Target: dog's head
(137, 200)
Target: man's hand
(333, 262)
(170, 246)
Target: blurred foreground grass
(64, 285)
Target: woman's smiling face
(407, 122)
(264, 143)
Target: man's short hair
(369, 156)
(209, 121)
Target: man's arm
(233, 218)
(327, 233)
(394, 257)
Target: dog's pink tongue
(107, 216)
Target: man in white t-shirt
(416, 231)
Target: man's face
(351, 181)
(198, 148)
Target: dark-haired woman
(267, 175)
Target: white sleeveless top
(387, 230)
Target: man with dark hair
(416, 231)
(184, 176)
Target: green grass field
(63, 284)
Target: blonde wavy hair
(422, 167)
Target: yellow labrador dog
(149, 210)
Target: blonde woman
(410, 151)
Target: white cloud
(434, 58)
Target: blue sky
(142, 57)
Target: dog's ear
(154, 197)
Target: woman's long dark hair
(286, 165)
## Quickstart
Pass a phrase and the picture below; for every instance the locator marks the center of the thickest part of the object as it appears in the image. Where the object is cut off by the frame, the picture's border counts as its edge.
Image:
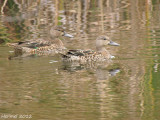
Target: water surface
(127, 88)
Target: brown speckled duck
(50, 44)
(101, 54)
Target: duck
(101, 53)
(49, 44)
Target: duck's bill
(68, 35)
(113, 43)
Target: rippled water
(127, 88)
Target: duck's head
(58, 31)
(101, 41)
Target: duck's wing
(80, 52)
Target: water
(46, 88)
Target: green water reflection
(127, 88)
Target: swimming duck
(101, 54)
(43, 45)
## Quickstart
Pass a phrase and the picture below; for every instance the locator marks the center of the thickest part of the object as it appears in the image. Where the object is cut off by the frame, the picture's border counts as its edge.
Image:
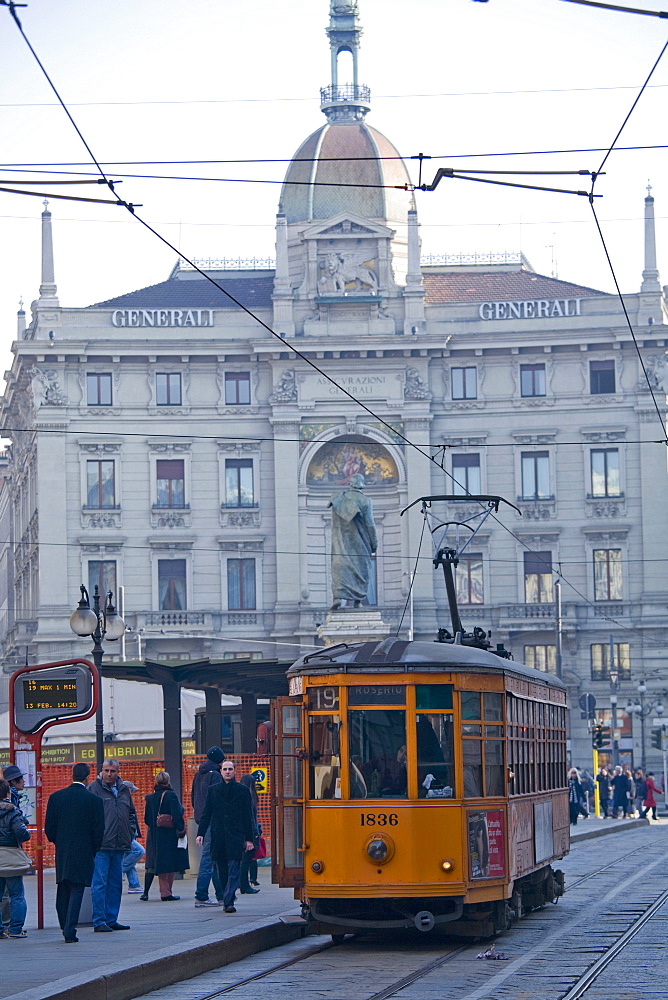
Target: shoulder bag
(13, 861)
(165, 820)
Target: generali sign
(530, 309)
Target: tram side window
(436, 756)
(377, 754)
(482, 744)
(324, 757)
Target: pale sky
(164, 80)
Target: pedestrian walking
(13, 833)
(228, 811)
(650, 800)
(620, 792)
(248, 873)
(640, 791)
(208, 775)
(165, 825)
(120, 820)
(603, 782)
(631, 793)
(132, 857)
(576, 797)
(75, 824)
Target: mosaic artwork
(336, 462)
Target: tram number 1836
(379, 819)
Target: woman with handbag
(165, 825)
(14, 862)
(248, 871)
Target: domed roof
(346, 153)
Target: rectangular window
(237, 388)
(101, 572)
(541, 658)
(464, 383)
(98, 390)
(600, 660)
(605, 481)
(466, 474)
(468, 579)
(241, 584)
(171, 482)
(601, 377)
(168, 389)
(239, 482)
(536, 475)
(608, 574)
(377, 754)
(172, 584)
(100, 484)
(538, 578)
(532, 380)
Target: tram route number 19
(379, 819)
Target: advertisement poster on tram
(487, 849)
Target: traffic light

——————————

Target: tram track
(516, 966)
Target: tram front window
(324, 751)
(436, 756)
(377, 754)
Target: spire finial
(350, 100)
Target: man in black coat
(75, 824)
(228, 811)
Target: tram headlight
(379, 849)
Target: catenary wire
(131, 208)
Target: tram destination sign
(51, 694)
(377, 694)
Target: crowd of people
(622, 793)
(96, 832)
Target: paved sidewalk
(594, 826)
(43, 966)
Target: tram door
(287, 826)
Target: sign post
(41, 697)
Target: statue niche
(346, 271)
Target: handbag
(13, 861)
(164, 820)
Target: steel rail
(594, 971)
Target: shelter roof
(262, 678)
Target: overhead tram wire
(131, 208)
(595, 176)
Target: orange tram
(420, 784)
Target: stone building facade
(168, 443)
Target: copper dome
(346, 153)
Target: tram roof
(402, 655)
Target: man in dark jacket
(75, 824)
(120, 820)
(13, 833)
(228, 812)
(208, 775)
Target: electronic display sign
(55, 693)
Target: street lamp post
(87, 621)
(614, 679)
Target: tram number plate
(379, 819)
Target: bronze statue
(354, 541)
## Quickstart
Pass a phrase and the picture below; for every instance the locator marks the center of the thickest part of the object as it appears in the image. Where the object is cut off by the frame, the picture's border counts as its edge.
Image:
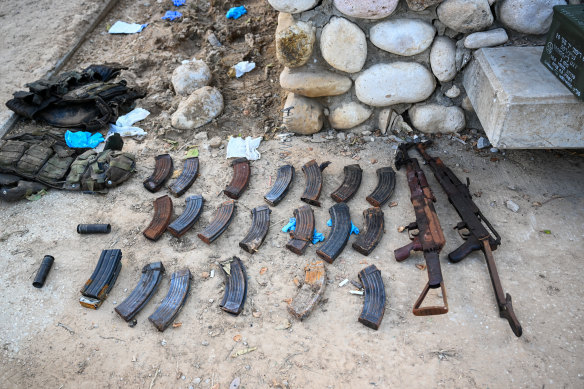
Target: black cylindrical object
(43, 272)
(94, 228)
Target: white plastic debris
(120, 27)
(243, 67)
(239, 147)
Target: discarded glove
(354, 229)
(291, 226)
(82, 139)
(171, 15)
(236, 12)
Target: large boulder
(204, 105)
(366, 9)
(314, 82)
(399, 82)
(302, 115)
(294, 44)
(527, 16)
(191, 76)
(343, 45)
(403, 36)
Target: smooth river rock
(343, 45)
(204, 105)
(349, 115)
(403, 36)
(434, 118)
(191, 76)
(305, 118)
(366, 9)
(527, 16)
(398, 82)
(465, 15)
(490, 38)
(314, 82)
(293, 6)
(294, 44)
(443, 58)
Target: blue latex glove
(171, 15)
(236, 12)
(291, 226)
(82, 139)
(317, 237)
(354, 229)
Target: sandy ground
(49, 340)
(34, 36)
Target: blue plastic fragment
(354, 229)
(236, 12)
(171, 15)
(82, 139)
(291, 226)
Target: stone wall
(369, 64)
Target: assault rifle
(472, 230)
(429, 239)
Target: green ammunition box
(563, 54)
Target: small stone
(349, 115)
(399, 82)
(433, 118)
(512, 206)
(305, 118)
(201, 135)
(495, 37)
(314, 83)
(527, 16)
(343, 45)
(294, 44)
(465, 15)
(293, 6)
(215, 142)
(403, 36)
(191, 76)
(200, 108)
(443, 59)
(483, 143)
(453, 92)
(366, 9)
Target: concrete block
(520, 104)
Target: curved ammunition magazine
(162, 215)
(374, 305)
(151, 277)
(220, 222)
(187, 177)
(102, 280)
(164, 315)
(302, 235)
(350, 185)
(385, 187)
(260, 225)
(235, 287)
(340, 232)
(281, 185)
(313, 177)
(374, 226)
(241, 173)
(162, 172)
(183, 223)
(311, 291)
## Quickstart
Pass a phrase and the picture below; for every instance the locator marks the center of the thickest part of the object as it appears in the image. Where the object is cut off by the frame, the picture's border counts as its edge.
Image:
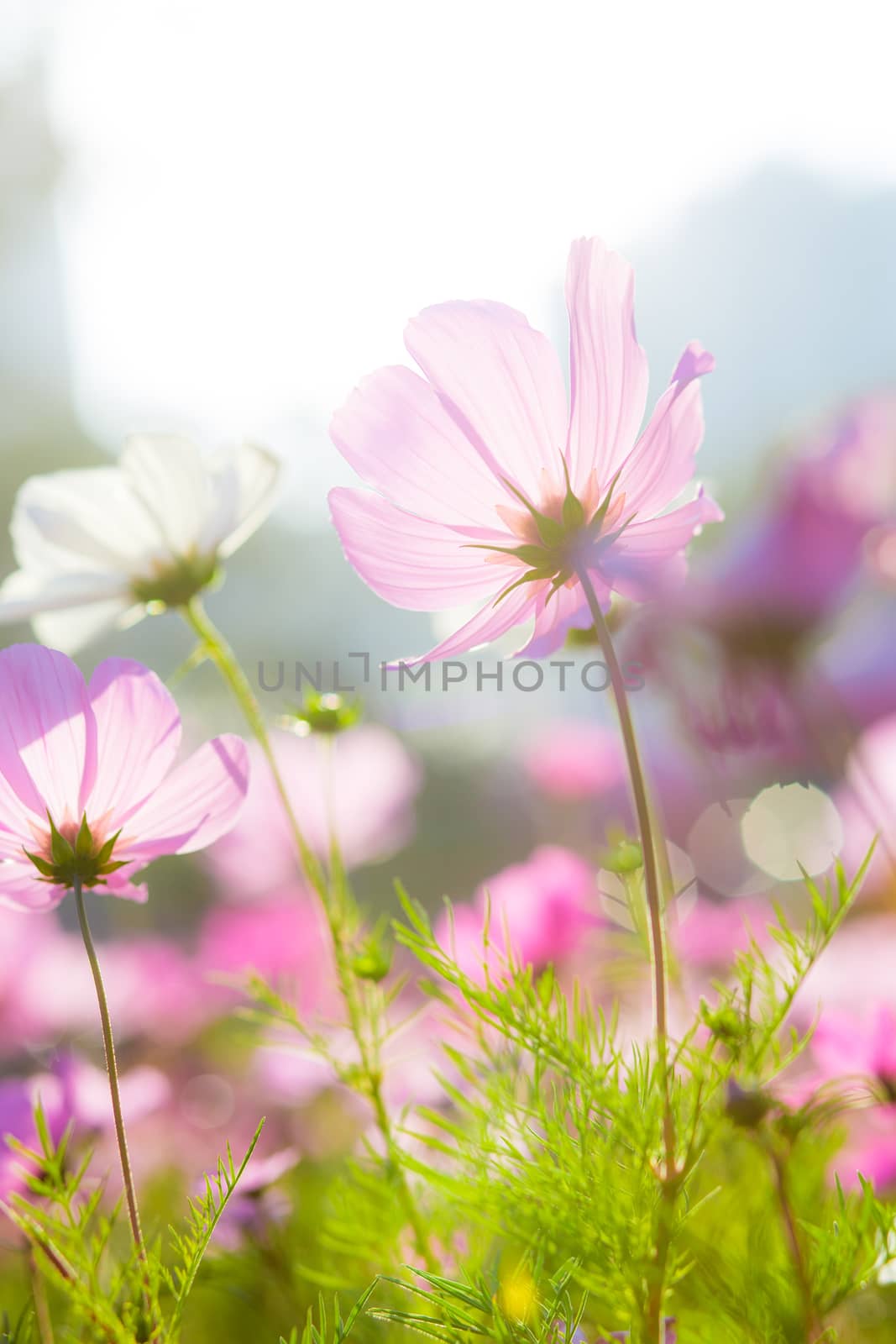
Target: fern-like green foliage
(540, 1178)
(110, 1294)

——————————

* **What the task requires**: Write down again, exactly as given, only the lines above that fall from the line with "Target: mosaic artwork" to the line with "Target: traffic light", inclusive.

* **Reply to the exercise**:
Target: mosaic artwork
(336, 462)
Target: tram number 1836
(379, 819)
Target: woman with handbag
(165, 825)
(14, 862)
(248, 871)
Target: domed roof
(346, 153)
Target: rectangular window
(237, 388)
(101, 572)
(541, 658)
(464, 383)
(98, 390)
(600, 660)
(605, 481)
(466, 474)
(468, 579)
(241, 584)
(171, 482)
(601, 377)
(168, 389)
(239, 482)
(536, 475)
(608, 574)
(377, 754)
(172, 584)
(100, 484)
(538, 578)
(532, 380)
Target: tram route number 19
(379, 819)
Target: advertisement poster on tram
(487, 849)
Target: traffic light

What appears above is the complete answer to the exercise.